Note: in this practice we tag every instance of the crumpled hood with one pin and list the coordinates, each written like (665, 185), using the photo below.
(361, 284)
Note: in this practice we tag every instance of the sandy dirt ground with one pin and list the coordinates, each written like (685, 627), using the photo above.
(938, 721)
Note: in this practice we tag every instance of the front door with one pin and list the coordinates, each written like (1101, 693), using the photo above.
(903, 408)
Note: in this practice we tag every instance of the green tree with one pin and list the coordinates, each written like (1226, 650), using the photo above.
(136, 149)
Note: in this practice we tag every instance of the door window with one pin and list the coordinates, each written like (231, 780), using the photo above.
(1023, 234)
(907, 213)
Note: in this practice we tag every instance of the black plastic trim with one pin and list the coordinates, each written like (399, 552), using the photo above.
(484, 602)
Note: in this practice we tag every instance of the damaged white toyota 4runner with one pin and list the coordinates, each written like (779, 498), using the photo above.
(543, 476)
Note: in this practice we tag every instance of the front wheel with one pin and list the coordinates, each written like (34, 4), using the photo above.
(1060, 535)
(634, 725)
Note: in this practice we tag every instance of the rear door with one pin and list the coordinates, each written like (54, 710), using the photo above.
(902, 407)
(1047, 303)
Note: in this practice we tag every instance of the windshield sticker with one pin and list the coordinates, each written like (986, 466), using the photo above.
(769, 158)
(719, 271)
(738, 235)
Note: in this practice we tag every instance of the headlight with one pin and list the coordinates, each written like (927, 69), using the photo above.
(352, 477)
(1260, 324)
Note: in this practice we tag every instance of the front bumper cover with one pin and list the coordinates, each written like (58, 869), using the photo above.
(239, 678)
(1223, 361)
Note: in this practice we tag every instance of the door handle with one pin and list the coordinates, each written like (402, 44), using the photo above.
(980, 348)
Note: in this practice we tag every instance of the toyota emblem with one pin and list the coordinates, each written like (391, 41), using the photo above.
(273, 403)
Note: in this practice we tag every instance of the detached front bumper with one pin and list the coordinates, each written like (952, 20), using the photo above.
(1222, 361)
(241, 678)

To do – Reproduce every line of the data above word for word.

Exercise result –
Note: in this practice we tag every instance of the crumpled hood with one pin and list the coordinates, each written like (665, 185), using the photo below.
(361, 284)
Note: in this practice we tag every instance of the sandy dirt ground with one pin and list the coordinates, each written like (685, 627), using the photo above.
(938, 721)
Note: in this practice we tag every instance of the front door with one pin and list the coordinates, each written like (1101, 693), using the photo above.
(903, 408)
Note: in this practice we tag every instance of the green tree with one pin and list the coordinates, each written like (1226, 650), using the photo above.
(136, 149)
Note: in this practice we tag every instance of the door window with one pin and list the coordinates, each written like (231, 780), using the photo above.
(1023, 234)
(907, 213)
Note: in this practice we tag every instance of the black plastic trim with one pin and list the coordinates, each written like (399, 552), using the photo above.
(484, 602)
Note: in this practice we tag every instance of the damaged white toyota 4runner with one pin and list the coordinates, each written like (779, 498), using the photo above.
(543, 476)
Note: in this practice we tag every instance of the front wheel with one pin and list the coordinates, each written like (34, 4), using the photo above.
(1060, 535)
(634, 725)
Note: in this practice we tag every instance of the rear door with one pin and list the coordinates, each written like (54, 710), using the photo above.
(902, 407)
(1047, 303)
Note: in this practice we tag every instance of the windshield sticker with one pin and list the coordinates, each written like (986, 466), using the photo above.
(769, 158)
(719, 271)
(738, 235)
Note: in this practice we tag every instance of the headlight with one pin and list the coordinates, each written like (927, 69), using the photo above.
(352, 477)
(1260, 324)
Note: in this practice we tag every instance of the front bumper cover with one pin and list the coordinates, each written like (58, 869), using the photo above.
(239, 678)
(1223, 361)
Note: in this practice we tag every instance of the door handle with one pin and list the coordinates, each written like (402, 44), using the photo above.
(980, 348)
Note: in this practice we tag every instance of the toyota emblem with one pin and list the coordinates, each written like (391, 41), using the photo above.
(273, 403)
Note: in this practice we tag every instance of the detached front bumper with one pin and list the coordinates, each written like (952, 20), using the photo above.
(1222, 361)
(241, 678)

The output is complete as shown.